本文抜粋:
========================

ドメーヌ ド クルビサック / ミネルヴォワ レ トラヴェルス ()
ドメーヌ ド クルビサック / ミネルヴォワ レ トラヴェルス 2015(赤)
VT:2015
生産国:フランス
生産地:ラングドック
葡萄品種:グルナッシュ、シラー、ムルヴェードルを各1/3ずつブレンド
コメント【商品説明】:
マルク テンペに最初に会った時の感想は「ちょっと小さなアンドレ ザ ジャイアント」。もじゃもじゃ髪の背の高いおじさん。彼の作るアルザスの白ワインが好きで、日本に来るたびに会いに行きました。いつだったか、彼が勧めてくれた南仏で作っている赤ワインで僕は初めてヴァン ド ソワフ的な、心に沁み込む的なマイルドど真ん中の赤ワインを体感します。「このワイン、そんな値段でいいの!?」って感想は、2007年前後にフランスワインを扱っていたソムリエは誰しも思ったはずです。規格外というか、他が可哀そうというか、そんなワインでした。
需要と供給のバランスは少しずつ崩れ、価格は徐々に高騰し、カジュアルなお店でグラスワインでポンポン開けられる価格ギリギリのラインになった頃に、飛び込んできた衝撃のニュース。ちょうど、クルビサックが「トレンドのワイン」から「流行りすぎてしまって、今はもう懐かしいワイン」へと姿を変化させた頃でした。
「クルビサック、テンペが作ってないんだって」
2014年は新たに就任した現在の女性醸造長マリー ブリュニルド クロとマルク テンペの合作としてリリースされましたが、2015年はマリー女史がメインで醸造した、ある意味ファースト ヴィンテージです。
マルク テンペというあまりにも大きな名前を失ったドメーヌ ド クルビサック。すぐに飲む機会も有りましたが、どうしても手元に置きたいという気持ちになれなかったのが正直な所。でも、それは過去のお話。

========================

データ部:
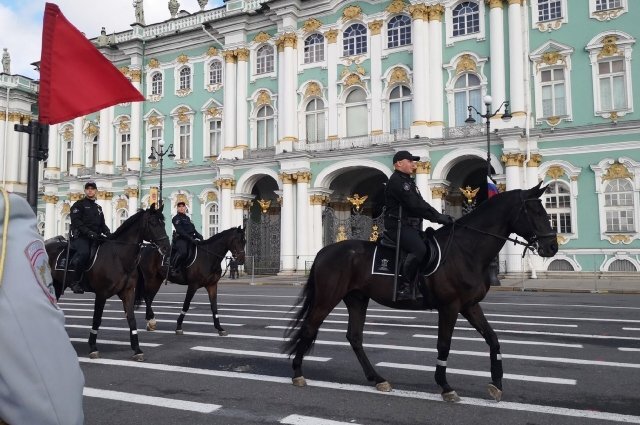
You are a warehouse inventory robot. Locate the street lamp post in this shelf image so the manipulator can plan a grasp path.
[464,95,512,177]
[148,140,176,207]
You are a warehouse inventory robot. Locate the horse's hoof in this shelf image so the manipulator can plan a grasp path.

========================

課題:
1/ ワインの紹介文で「2014年は新たに就任した」から始まる段落を、主な事実を保ったまま短い箇条書きに直してください。
2/ ワインの紹介文のうち、「ドメーヌ ド クルビサック / ミネルヴォワ レ トラヴェルス 2015(赤)」を含む語句で始まり「へと姿を変化させた頃でした。」で終わる部分を、一字も変えずに書き出してください。

解答:
1/
- 2014年：新たに就任した現在の女性醸造長マリー ブリュニルド クロとマルク テンペの合作としてリリース
- 2015年：マリー女史がメインで醸造した、ある意味ファースト ヴィンテージ

2/
ドメーヌ ド クルビサック / ミネルヴォワ レ トラヴェルス 2015(赤)
VT:2015
生産国:フランス
生産地:ラングドック
葡萄品種:グルナッシュ、シラー、ムルヴェードルを各1/3ずつブレンド
コメント【商品説明】:
マルク テンペに最初に会った時の感想は「ちょっと小さなアンドレ ザ ジャイアント」。もじゃもじゃ髪の背の高いおじさん。彼の作るアルザスの白ワインが好きで、日本に来るたびに会いに行きました。いつだったか、彼が勧めてくれた南仏で作っている赤ワインで僕は初めてヴァン ド ソワフ的な、心に沁み込む的なマイルドど真ん中の赤ワインを体感します。「このワイン、そんな値段でいいの!?」って感想は、2007年前後にフランスワインを扱っていたソムリエは誰しも思ったはずです。規格外というか、他が可哀そうというか、そんなワインでした。
需要と供給のバランスは少しずつ崩れ、価格は徐々に高騰し、カジュアルなお店でグラスワインでポンポン開けられる価格ギリギリのラインになった頃に、飛び込んできた衝撃のニュース。ちょうど、クルビサックが「トレンドのワイン」から「流行りすぎてしまって、今はもう懐かしいワイン」へと姿を変化させた頃でした。